* GOAL OF THE EXERCISE *
Every record that follows should be copied exactly. No picture belongs in the copy.
INPUT MATERIAL Block Start
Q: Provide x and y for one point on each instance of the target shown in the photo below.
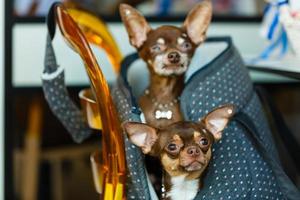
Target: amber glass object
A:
(113, 154)
(96, 32)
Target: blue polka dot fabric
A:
(238, 170)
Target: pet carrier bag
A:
(245, 164)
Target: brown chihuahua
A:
(167, 51)
(184, 149)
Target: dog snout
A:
(193, 151)
(174, 57)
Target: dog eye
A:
(204, 142)
(156, 49)
(186, 46)
(172, 147)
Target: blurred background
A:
(25, 8)
(53, 166)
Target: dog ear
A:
(142, 135)
(135, 24)
(217, 120)
(198, 20)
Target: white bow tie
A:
(163, 114)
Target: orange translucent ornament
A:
(113, 152)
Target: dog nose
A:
(193, 151)
(174, 57)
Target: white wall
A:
(1, 99)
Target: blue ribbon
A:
(281, 41)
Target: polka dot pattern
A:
(237, 170)
(58, 99)
(137, 186)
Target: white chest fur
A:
(182, 189)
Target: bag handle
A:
(130, 59)
(55, 90)
(285, 184)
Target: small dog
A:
(167, 51)
(184, 149)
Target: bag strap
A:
(55, 90)
(287, 187)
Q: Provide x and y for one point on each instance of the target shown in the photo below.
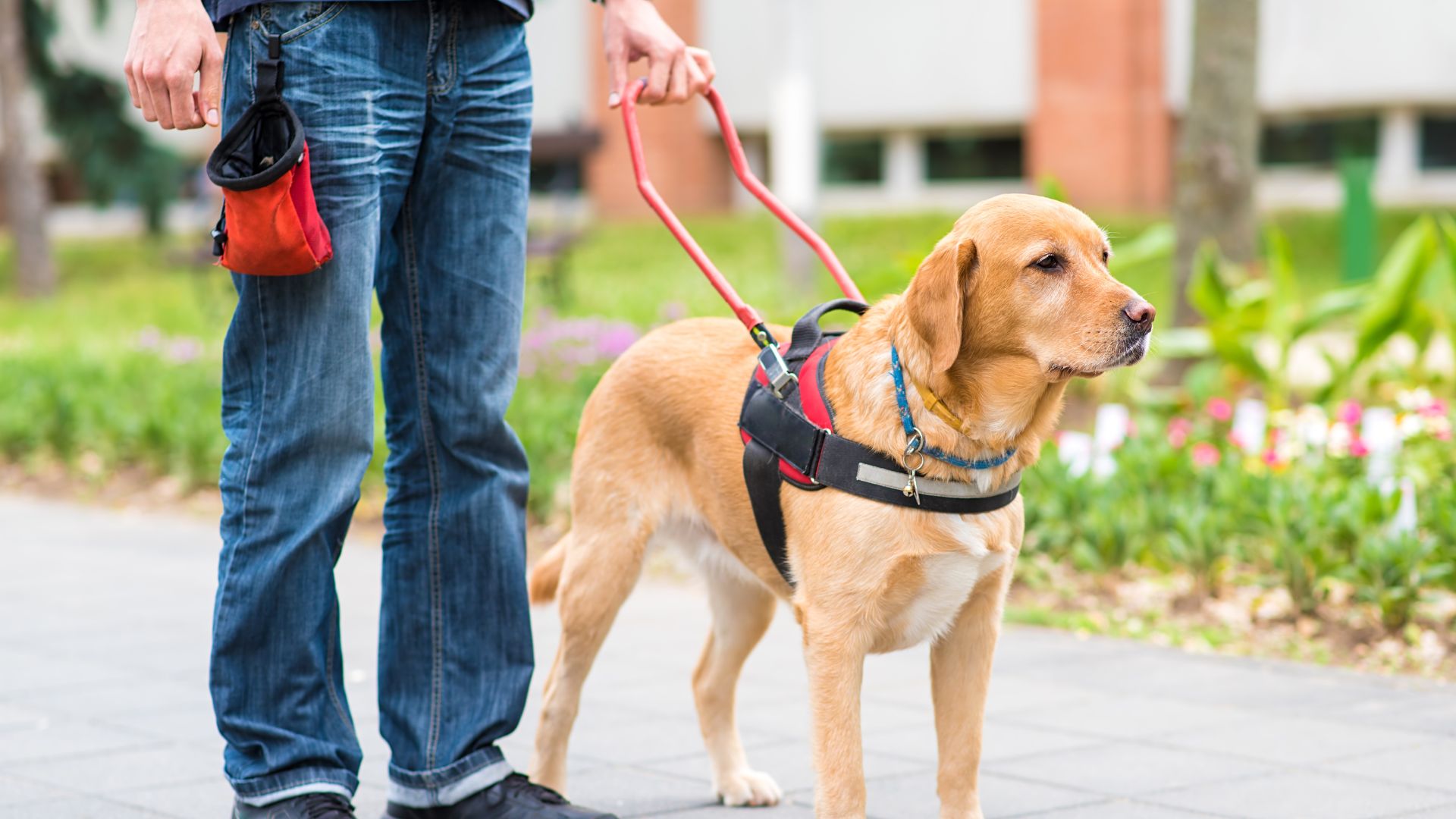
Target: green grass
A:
(80, 382)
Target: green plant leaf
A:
(1331, 306)
(1207, 292)
(1397, 286)
(1155, 242)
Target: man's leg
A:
(297, 397)
(455, 632)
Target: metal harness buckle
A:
(777, 371)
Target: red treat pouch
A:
(270, 222)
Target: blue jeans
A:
(419, 126)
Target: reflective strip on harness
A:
(896, 479)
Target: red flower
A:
(1350, 413)
(1206, 455)
(1178, 428)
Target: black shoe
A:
(513, 798)
(306, 806)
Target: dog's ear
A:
(937, 299)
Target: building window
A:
(854, 159)
(1320, 143)
(1438, 142)
(557, 177)
(951, 159)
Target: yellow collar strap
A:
(934, 404)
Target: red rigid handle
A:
(740, 167)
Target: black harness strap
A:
(761, 469)
(778, 433)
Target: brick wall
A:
(1101, 124)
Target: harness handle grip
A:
(740, 167)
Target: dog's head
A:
(1027, 276)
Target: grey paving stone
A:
(124, 770)
(913, 796)
(1421, 711)
(650, 741)
(1291, 741)
(1001, 741)
(720, 812)
(1304, 793)
(117, 700)
(1440, 811)
(1119, 809)
(789, 764)
(1119, 716)
(66, 738)
(194, 800)
(1430, 764)
(27, 670)
(15, 790)
(18, 717)
(1128, 770)
(76, 808)
(634, 792)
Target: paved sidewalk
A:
(104, 710)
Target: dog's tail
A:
(546, 573)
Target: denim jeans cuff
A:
(450, 784)
(296, 783)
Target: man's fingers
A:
(150, 111)
(658, 74)
(705, 63)
(696, 80)
(677, 88)
(130, 71)
(210, 91)
(181, 76)
(617, 76)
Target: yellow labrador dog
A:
(1003, 312)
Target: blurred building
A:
(927, 104)
(940, 102)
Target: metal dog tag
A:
(912, 488)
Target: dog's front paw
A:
(747, 787)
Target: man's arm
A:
(171, 42)
(632, 30)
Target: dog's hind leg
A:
(743, 611)
(601, 564)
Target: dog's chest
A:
(946, 582)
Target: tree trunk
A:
(24, 188)
(1218, 145)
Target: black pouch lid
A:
(264, 145)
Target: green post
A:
(1357, 221)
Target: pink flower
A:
(1178, 428)
(1206, 455)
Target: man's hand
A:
(171, 42)
(632, 30)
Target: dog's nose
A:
(1141, 314)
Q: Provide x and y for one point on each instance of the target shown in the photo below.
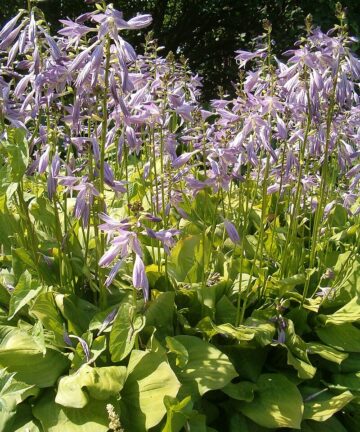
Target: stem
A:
(101, 207)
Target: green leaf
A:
(331, 425)
(56, 418)
(149, 380)
(76, 311)
(177, 348)
(277, 403)
(350, 380)
(322, 408)
(21, 354)
(344, 337)
(160, 314)
(25, 290)
(177, 413)
(12, 392)
(45, 310)
(326, 352)
(243, 390)
(186, 259)
(207, 367)
(124, 330)
(297, 355)
(348, 314)
(18, 153)
(98, 383)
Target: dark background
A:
(208, 32)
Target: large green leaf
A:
(160, 314)
(56, 418)
(277, 403)
(149, 380)
(207, 367)
(45, 310)
(331, 425)
(344, 337)
(76, 311)
(243, 390)
(350, 380)
(177, 413)
(124, 330)
(26, 289)
(18, 153)
(187, 258)
(326, 352)
(12, 392)
(347, 314)
(20, 353)
(99, 383)
(323, 407)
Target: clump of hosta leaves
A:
(167, 267)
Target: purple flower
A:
(231, 231)
(165, 236)
(140, 279)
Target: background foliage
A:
(207, 32)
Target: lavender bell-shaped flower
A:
(140, 280)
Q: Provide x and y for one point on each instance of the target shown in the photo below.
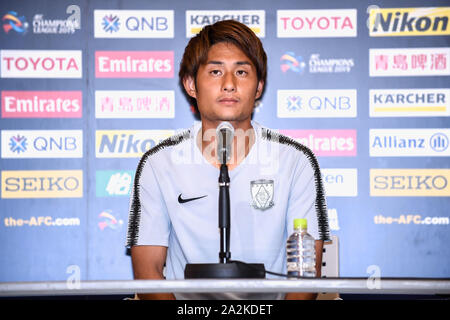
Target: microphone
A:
(224, 136)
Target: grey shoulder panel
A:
(321, 206)
(135, 208)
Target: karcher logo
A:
(127, 143)
(42, 184)
(409, 182)
(390, 22)
(197, 19)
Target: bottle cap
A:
(300, 223)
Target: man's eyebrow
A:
(221, 63)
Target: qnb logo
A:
(291, 62)
(111, 23)
(439, 142)
(12, 21)
(294, 103)
(18, 144)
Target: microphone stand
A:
(224, 213)
(225, 268)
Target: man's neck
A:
(243, 140)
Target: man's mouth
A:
(228, 101)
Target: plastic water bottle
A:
(301, 251)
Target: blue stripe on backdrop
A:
(331, 83)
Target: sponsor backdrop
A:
(88, 86)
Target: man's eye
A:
(216, 72)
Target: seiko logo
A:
(42, 184)
(409, 21)
(409, 182)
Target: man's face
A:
(226, 86)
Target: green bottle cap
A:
(300, 223)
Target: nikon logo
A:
(410, 182)
(389, 22)
(127, 143)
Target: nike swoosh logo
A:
(181, 200)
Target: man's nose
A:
(229, 84)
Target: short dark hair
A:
(230, 31)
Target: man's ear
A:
(189, 86)
(259, 89)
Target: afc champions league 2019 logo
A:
(12, 21)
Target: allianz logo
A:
(438, 142)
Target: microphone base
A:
(231, 270)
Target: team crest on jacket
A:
(262, 194)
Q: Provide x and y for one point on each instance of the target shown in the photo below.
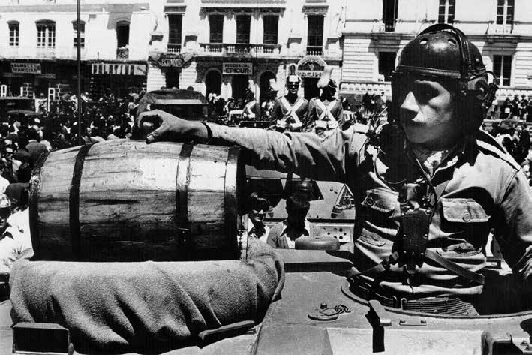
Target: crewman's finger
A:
(152, 116)
(156, 134)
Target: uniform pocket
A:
(380, 200)
(463, 210)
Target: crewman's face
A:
(426, 111)
(4, 215)
(293, 88)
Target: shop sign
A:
(237, 68)
(26, 68)
(118, 69)
(310, 67)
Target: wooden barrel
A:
(125, 200)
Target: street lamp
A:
(78, 60)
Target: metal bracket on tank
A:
(184, 242)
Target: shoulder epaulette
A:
(488, 144)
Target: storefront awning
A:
(243, 3)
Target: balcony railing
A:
(495, 29)
(173, 48)
(389, 26)
(238, 48)
(122, 53)
(314, 50)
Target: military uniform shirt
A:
(484, 189)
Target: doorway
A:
(240, 84)
(310, 86)
(213, 82)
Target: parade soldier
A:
(324, 111)
(429, 186)
(289, 111)
(269, 102)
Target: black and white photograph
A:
(265, 177)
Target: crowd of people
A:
(519, 108)
(430, 188)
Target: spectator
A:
(285, 233)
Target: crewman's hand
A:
(159, 125)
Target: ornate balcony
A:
(314, 50)
(173, 48)
(122, 53)
(240, 49)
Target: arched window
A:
(45, 34)
(14, 33)
(122, 34)
(81, 33)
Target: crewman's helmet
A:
INPUT MATERIAL Block End
* REPLY *
Q: Provide x and y for one point on each instance of the target shown in the photo below.
Target: amber glass object
A:
(113, 154)
(96, 32)
Target: blue polka dot fabric
A:
(238, 170)
Target: pet carrier bag
A:
(245, 164)
Target: brown chihuahua
A:
(167, 51)
(184, 149)
Target: dog snout
A:
(193, 151)
(174, 57)
Target: dog eye
A:
(204, 142)
(156, 49)
(186, 46)
(172, 147)
Target: blurred background
A:
(25, 8)
(53, 166)
Target: dog ear
A:
(142, 135)
(135, 24)
(217, 120)
(198, 20)
Target: white bow tie
A:
(163, 114)
Target: orange translucent ornament
A:
(113, 152)
Target: dog nose
A:
(193, 151)
(174, 57)
Target: white wall
A:
(1, 99)
Target: blue ribbon
A:
(281, 41)
Target: polka dot pattern
A:
(237, 170)
(58, 99)
(137, 186)
Target: white chest fur
A:
(182, 189)
Target: bag handle
A:
(130, 59)
(55, 90)
(285, 184)
Target: small dog
A:
(167, 51)
(184, 149)
Target: bag strap
A:
(55, 90)
(287, 187)
Q: Provide x and y for one point on each instance of the target shown in the photo below.
Target: green grass
A:
(80, 382)
Target: green plant leaf
A:
(1331, 306)
(1207, 292)
(1397, 286)
(1155, 242)
Target: man's leg
A:
(297, 397)
(455, 632)
Target: metal harness buckle
A:
(777, 371)
Target: red treat pouch
A:
(270, 222)
Target: blue jeans
A:
(419, 126)
Target: reflective strip on harness
A:
(896, 479)
Target: red flower
A:
(1350, 413)
(1206, 455)
(1178, 428)
Target: black shoe
A:
(513, 798)
(306, 806)
Target: dog's ear
A:
(937, 299)
Target: building window
A:
(854, 159)
(1320, 143)
(1438, 142)
(557, 177)
(951, 159)
Target: yellow collar strap
A:
(934, 404)
Target: red rigid handle
A:
(740, 167)
Target: black harness strap
A:
(761, 469)
(778, 433)
Target: brick wall
A:
(1101, 124)
Target: harness handle grip
A:
(740, 167)
Target: dog's head
A:
(1027, 276)
Target: grey paving stone
A:
(124, 770)
(913, 796)
(1421, 711)
(650, 741)
(1291, 741)
(1001, 741)
(720, 812)
(1304, 793)
(117, 700)
(1440, 811)
(1119, 809)
(789, 764)
(1119, 716)
(66, 738)
(194, 800)
(1430, 764)
(27, 670)
(15, 790)
(18, 717)
(1128, 770)
(76, 808)
(634, 792)
Target: paved sidewalk
A:
(104, 710)
Target: dog's tail
A:
(546, 573)
Target: denim jeans cuff
A:
(450, 784)
(296, 783)
Target: man's fingers
A:
(150, 111)
(658, 74)
(705, 63)
(696, 80)
(677, 88)
(130, 71)
(210, 91)
(181, 76)
(617, 76)
Target: yellow labrador dog
A:
(1003, 312)
Target: blurred building
A:
(927, 104)
(940, 102)
Target: metal dog tag
A:
(912, 488)
Target: dog's front paw
A:
(747, 787)
Target: man's arm
A:
(171, 42)
(632, 30)
Target: dog's hind leg
A:
(743, 611)
(601, 564)
Target: dog's chest
A:
(946, 582)
Target: tree trunk
A:
(24, 188)
(1218, 145)
Target: black pouch lid
A:
(264, 145)
Target: green post
A:
(1357, 221)
Target: pink flower
A:
(1178, 428)
(1206, 455)
Target: man's hand
A:
(171, 42)
(632, 30)
Target: dog's nose
A:
(1141, 314)
Q: Provide x and y for one point on each instance of the target shown in the photo below.
Target: stem
A:
(101, 207)
Target: green leaf
A:
(331, 425)
(56, 418)
(149, 380)
(76, 311)
(177, 348)
(277, 403)
(350, 380)
(322, 408)
(21, 354)
(344, 337)
(160, 314)
(25, 290)
(177, 413)
(12, 392)
(45, 310)
(326, 352)
(243, 390)
(186, 259)
(207, 367)
(124, 330)
(297, 355)
(348, 314)
(18, 153)
(98, 383)
Target: dark background
A:
(208, 32)
Target: large green leaf
A:
(160, 314)
(56, 418)
(277, 403)
(149, 380)
(207, 367)
(45, 310)
(331, 425)
(344, 337)
(76, 311)
(243, 390)
(350, 380)
(177, 413)
(124, 330)
(26, 289)
(18, 153)
(187, 258)
(326, 352)
(12, 392)
(347, 314)
(20, 353)
(99, 383)
(323, 407)
Target: clump of hosta leaves
A:
(167, 267)
Target: purple flower
A:
(231, 231)
(165, 236)
(140, 279)
Target: background foliage
A:
(207, 32)
Target: lavender bell-shaped flower
A:
(140, 280)
Q: Provide x and y for one point on each instance of the target shown in the photo below.
Target: microphone
A:
(224, 136)
Target: grey shoulder panel
A:
(321, 206)
(135, 208)
Target: karcher logo
A:
(127, 143)
(42, 184)
(409, 182)
(390, 22)
(197, 19)
Target: bottle cap
A:
(300, 223)
Target: man's eyebrow
A:
(221, 63)
Target: qnb logo
A:
(291, 62)
(111, 23)
(439, 142)
(12, 21)
(294, 103)
(18, 144)
Target: microphone stand
A:
(224, 213)
(225, 268)
Target: man's neck
A:
(243, 140)
Target: man's mouth
A:
(228, 101)
Target: plastic water bottle
A:
(301, 251)
Target: blue stripe on backdrop
A:
(331, 83)
Target: sponsor backdrop
A:
(88, 86)
Target: man's eye
A:
(216, 72)
Target: seiko logo
A:
(42, 184)
(409, 21)
(409, 182)
Target: man's face
A:
(226, 86)
Target: green bottle cap
A:
(300, 223)
Target: nikon logo
A:
(410, 182)
(389, 22)
(127, 143)
Target: nike swoosh logo
A:
(181, 200)
Target: man's nose
A:
(229, 84)
Target: short dark hair
A:
(230, 31)
Target: man's ear
A:
(189, 86)
(259, 89)
Target: afc champions league 2019 logo
A:
(12, 21)
Target: allianz logo
A:
(438, 142)
Target: microphone base
A:
(231, 270)
Target: team crest on jacket
A:
(262, 194)
Q: Provide x and y for one point on each instance of the target shown in the photo below.
Target: crewman's finger
A:
(152, 116)
(156, 134)
Target: uniform pocket
A:
(380, 200)
(463, 210)
Target: crewman's face
A:
(426, 111)
(4, 215)
(293, 88)
Target: shop sign
A:
(237, 68)
(26, 68)
(118, 69)
(310, 67)
Target: wooden barrel
A:
(125, 200)
Target: street lamp
A:
(78, 60)
Target: metal bracket on tank
A:
(184, 242)
Target: shoulder epaulette
A:
(488, 144)
Target: storefront awning
A:
(243, 3)
Target: balcony railing
A:
(495, 29)
(173, 48)
(389, 26)
(238, 48)
(122, 53)
(314, 50)
Target: military uniform shirt
A:
(484, 189)
Target: doorway
A:
(240, 84)
(310, 86)
(213, 82)
Target: parade soldier
A:
(324, 111)
(429, 186)
(289, 111)
(269, 102)
Target: black and white photograph
A:
(265, 177)
Target: crowd of people
A:
(519, 108)
(430, 188)
Target: spectator
A:
(285, 233)
Target: crewman's hand
A:
(159, 125)
Target: ornate balcony
A:
(314, 50)
(173, 48)
(122, 53)
(240, 49)
Target: arched window
A:
(45, 34)
(14, 33)
(122, 34)
(81, 33)
Target: crewman's helmet
A:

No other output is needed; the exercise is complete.